* [What to produce]:
Write out each line of the listing as it stands, without the images.

--

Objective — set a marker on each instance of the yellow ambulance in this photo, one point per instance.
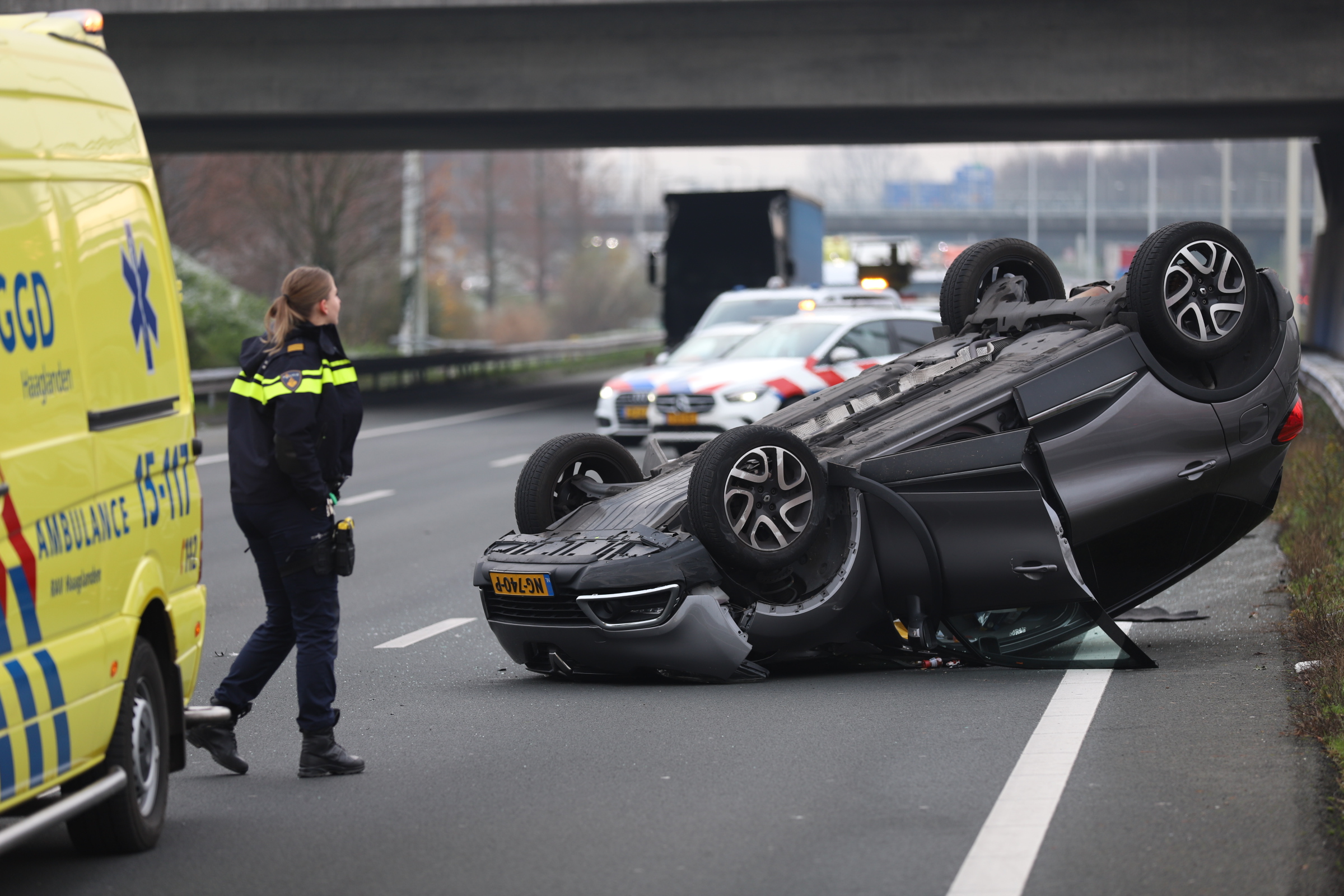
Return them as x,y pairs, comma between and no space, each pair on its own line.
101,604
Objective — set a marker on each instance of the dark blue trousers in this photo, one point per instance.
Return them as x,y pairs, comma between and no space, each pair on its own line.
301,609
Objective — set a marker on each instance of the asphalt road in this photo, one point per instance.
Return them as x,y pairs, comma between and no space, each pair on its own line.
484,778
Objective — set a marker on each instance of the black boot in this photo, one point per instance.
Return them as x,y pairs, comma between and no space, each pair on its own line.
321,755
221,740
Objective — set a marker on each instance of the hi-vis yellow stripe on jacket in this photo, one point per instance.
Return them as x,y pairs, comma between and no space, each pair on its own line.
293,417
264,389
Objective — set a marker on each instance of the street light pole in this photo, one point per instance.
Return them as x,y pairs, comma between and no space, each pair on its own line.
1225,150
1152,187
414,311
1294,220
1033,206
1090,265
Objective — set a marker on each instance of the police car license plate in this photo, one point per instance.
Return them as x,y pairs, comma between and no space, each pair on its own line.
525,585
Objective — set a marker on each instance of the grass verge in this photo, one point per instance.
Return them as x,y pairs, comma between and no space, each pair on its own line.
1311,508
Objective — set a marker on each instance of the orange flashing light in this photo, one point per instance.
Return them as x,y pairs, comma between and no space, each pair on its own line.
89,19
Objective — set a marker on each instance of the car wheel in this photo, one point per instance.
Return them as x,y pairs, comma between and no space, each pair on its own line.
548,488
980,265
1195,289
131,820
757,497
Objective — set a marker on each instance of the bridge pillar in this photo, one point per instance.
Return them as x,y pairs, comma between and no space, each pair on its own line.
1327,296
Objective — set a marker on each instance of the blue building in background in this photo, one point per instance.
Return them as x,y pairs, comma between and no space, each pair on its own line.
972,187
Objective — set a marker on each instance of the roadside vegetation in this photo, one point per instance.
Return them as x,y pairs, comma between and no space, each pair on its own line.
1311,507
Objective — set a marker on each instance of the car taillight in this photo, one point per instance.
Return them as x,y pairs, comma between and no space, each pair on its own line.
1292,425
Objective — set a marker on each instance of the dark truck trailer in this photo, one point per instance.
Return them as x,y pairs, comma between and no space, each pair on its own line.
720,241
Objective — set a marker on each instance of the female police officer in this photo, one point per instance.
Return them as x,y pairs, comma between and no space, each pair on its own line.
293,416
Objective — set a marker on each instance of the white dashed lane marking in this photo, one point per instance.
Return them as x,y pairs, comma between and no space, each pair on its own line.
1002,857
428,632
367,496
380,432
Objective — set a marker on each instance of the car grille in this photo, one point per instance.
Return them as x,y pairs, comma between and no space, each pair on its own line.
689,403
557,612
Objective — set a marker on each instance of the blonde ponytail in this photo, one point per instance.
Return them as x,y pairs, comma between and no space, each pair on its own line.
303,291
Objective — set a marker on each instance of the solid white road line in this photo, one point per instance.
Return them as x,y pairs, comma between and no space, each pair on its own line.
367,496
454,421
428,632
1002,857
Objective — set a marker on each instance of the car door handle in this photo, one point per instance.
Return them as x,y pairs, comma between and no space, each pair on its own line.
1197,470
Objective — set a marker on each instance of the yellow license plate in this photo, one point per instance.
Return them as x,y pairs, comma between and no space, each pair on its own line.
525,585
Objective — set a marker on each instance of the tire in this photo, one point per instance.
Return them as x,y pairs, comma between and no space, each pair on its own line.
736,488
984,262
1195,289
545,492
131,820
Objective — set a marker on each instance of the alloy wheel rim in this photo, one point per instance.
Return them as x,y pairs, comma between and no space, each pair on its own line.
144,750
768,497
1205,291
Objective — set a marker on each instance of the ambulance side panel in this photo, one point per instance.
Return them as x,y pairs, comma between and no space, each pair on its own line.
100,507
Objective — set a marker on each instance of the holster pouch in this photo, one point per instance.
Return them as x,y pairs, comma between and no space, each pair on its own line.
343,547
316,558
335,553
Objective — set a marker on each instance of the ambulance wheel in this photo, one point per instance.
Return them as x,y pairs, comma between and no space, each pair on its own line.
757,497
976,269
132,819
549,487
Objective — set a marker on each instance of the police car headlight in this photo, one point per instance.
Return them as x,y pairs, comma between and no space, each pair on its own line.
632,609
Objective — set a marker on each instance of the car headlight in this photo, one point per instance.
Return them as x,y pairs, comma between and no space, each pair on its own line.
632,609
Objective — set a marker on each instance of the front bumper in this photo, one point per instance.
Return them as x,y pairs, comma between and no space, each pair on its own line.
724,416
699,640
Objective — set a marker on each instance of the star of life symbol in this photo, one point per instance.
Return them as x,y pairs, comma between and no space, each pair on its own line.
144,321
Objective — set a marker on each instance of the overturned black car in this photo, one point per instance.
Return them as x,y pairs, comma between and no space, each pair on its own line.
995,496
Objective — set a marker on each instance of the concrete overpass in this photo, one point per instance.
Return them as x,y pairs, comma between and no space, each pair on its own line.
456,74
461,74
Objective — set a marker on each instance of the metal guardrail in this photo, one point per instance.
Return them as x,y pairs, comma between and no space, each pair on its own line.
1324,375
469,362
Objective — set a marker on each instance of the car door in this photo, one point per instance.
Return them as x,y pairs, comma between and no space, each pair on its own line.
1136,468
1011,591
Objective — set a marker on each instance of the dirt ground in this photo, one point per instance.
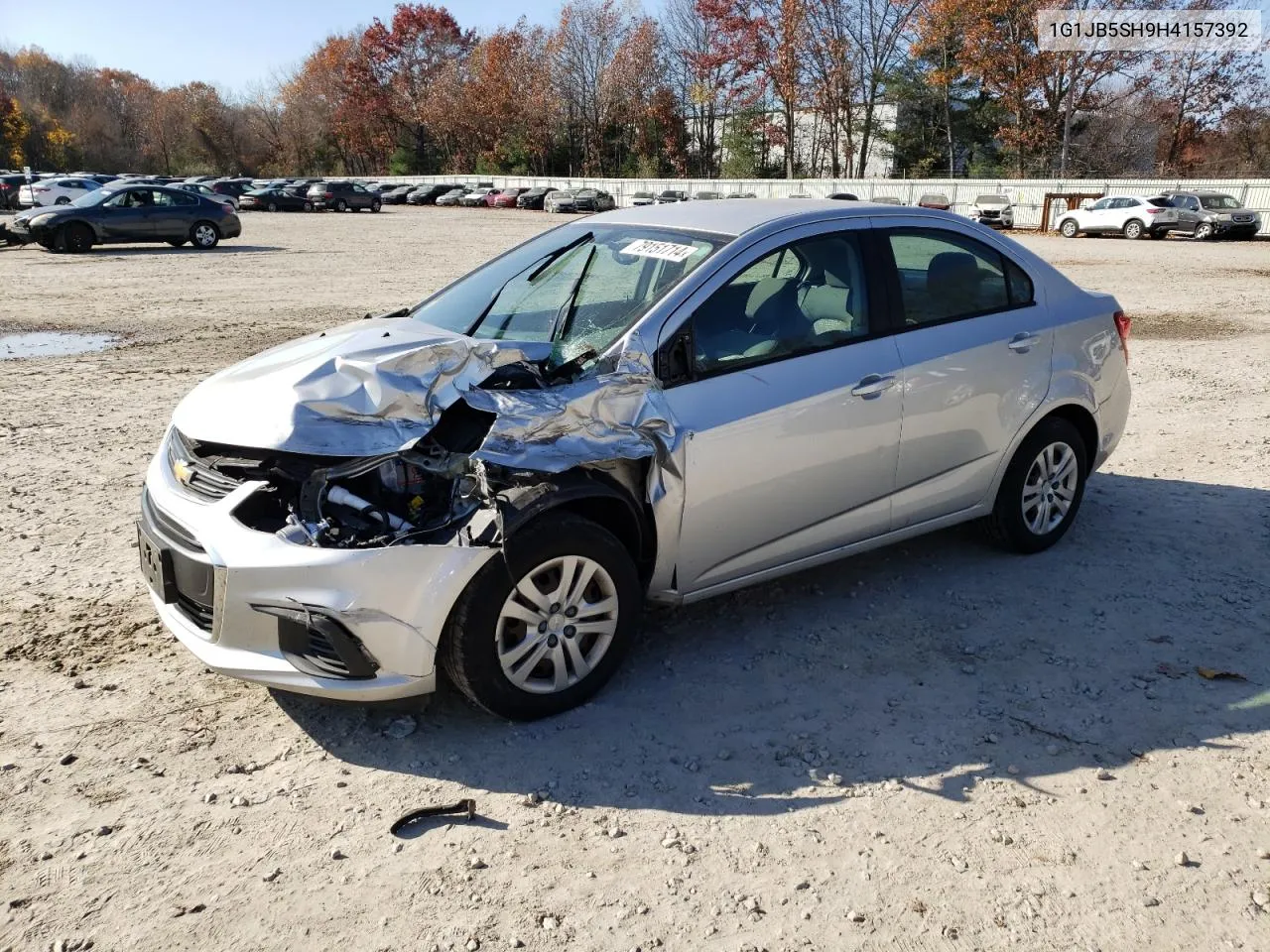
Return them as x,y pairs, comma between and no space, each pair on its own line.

--

* [Answer to this task]:
Objective — set a marker on each instance of the yellow ambulance in this photo, one point per instance.
Return them as x,y pairs, comma between and no space, each pair on its own line.
101,604
Objective — set a marker on each instance of the dark blue trousers in this photo, one point per instance.
Return them as x,y pairs, comma between and no space, each pair on its own line.
301,609
Objective — set a marker on each instance of the asphalt road in this photo, one point per instance.
Return them as x,y pairs, comma between and no space, each pair on its own line.
484,778
Objective — set a marker on each instance of the black boot in this photo, one point per instance.
Return them as x,y pairs, comma between and no space, each pair on its own line.
321,755
221,740
Objective — set a marker on each instance of the hi-vis yellow stripe on jacket in this photo, one point per instance.
Return them as x,y pairs, comma between and no space, each pair on its own line.
293,417
264,389
Objective — set a marker on each instance of the street light pole in this photo, one point per instance.
Return them as x,y pairs, comma between and no space, each pair on its own line.
1225,150
1152,187
414,311
1294,220
1033,206
1090,265
Objective — set a marker on each instance of the police car license plate in this photo, one point per instance.
Return them as x,y pairs, comma between and no space, each pair on its own line.
525,585
Objective — set a marker on each instance of the grass verge in this photo, one point per instance.
Return them as x,y pairs, comma between and no space, each pair on its own line.
1311,508
Objective — set a marker on each instance of the orange flashing light in this photo, one point per instance.
Return them as x,y pairs, comma between and no space, each pair on its own line.
89,19
Objective — set a marker on each instance of the car wheel in this photo, one point per instance.
Return them as x,y pairs, comma between and no space, each pair on its own line.
548,488
980,265
1195,289
131,820
757,497
Objective — set a marker on each instance of the bridge pillar in this photo, one point per instance.
Return them as x,y pairs, comma between and no space, each pair on its own line.
1327,296
Objective — set a marker on each instance of the blue building in background in this photo, one point per instance.
Return them as x,y pairs, comma between and no space, each pair on its own line.
972,187
Objective — set a marker on each instance of the roadside vegetation in this photo, one point per instance.
Return them as x,y pairs, comma between and no space, each pair on its own line.
1311,507
Objective — set a marker on each instance of the car taillight in this photo, one point per instance.
Return them as x,y pairs, comma between and no space, each pair on its own line.
1292,425
Objective — set a marker on each instance of the dark truck trailer in this photo, one point per instance.
Return them as x,y pairs, comma between and no space, each pair on its own line.
720,241
Objective — set a marker on each instance of the female police officer in this photo, one point per instance.
Return them as x,y pairs, comma between and no space, each pair on its own line.
293,416
Objective — set a marker on each instance of the white dashed lane marking in this photo, one point per instance.
Return them as x,y pairs, comma between and no space, each pair on its own line.
1002,857
428,632
367,496
380,432
Objective — set a marker on each instance of the car grille in this photo, one point per instance.
Return them as x,y pairs, comma between and no space, each pair on its own line.
689,403
557,612
Objective — set a marker on each instance of the blonde ponytail in this photo, one point per instance.
Return them as x,y pairs, comma between and no space, each pair on its own line.
303,291
Objective — set a marker on each instance of the solid white road line in this photo, one point per instance.
Return them as x,y pairs, comma between and no space, each pair on its own line.
367,496
454,421
428,632
1002,857
Objective — set a marker on each instance of the car door handle in this photo, one point per instance.
Return them as x,y pairs, comma between and no space, each pair on its own line.
1197,470
Objective — set a marker on each instance of the yellow license plate in this photo, one point per instance.
Return them as x,y pairs, comma between and no space, each pair on its own line.
525,585
Objective — set a marker on each instance of the tire in this photo, one point per instance.
Return them as x,y pairs, comma between and no space, each pair on its own line.
736,488
984,262
1195,289
545,492
131,820
Objective — set a marker on each instance of the alloy wheel rim in this photo, one point per instance.
Return them as x,y pairs, comma between and no space, each pair on its own line.
144,750
768,497
1205,291
Objective — set a marker on each instance of the ambulance side panel in this photo, one point per instance.
Return them as x,y pairs, comma between and no space, each pair on its own line.
100,507
Objective — set a marker on each instance of the holster pouch in this photo, one point per instance.
Return them as x,y pairs, comma between and no space, each pair on its own line.
343,547
316,558
335,553
Objective — set a marker on each instance of the ambulance wheel in this photo, one point per instance.
Return them as x,y pairs, comma between and no space, each pair on its own line.
757,497
976,269
132,819
549,487
Objective — set a marker on each instance of the police car headlight in this photo, one point per instance.
Return them as x,y pairs, comma between and no space, each pair on its own line.
632,609
Objective — set a marker on each instance of the car headlight in this photo, one point per instance.
Return them as x,y pairs, comma between and no space, each pair on its own line.
632,609
Objective — set a marker on each instance of the front bumper in this photo, one point per instance.
Return them as x,y pairs, comma between and no space, each pair on its own line.
724,416
699,640
Objective — set a marker on each instance of the star of life symbol in this photo, one point per instance.
Return them as x,y pairs, comma between and no space, each pair on its own line.
144,321
Objective — set a marker on each instance of the overturned black car in this photo, one point per instance.
Return them as x,y pairs, comma between and no space, each pair on its own line.
995,496
Objective — set a marker on each instance of the concrete overpass in this photo, one point per instance.
Return them as x,y pairs, comma between and no space, each pair on its own line.
456,74
461,74
Objective — set a marker on each instance of the metal guardrail in this photo, one point per instance.
Return them as x,y pairs, comma between and no space, each pair on its own line.
1324,375
469,362
Objective — set a marker on each instance of the car door in this photo, one point per instance.
Return them as x,y pairs, comma between and no space, each pair on its own line.
1136,468
1011,591
Objective — set a marker on each instance of the dirt ground in this photo, one point per instance.
Return them as x,y pairs, comma between and no space, each pair on its own line.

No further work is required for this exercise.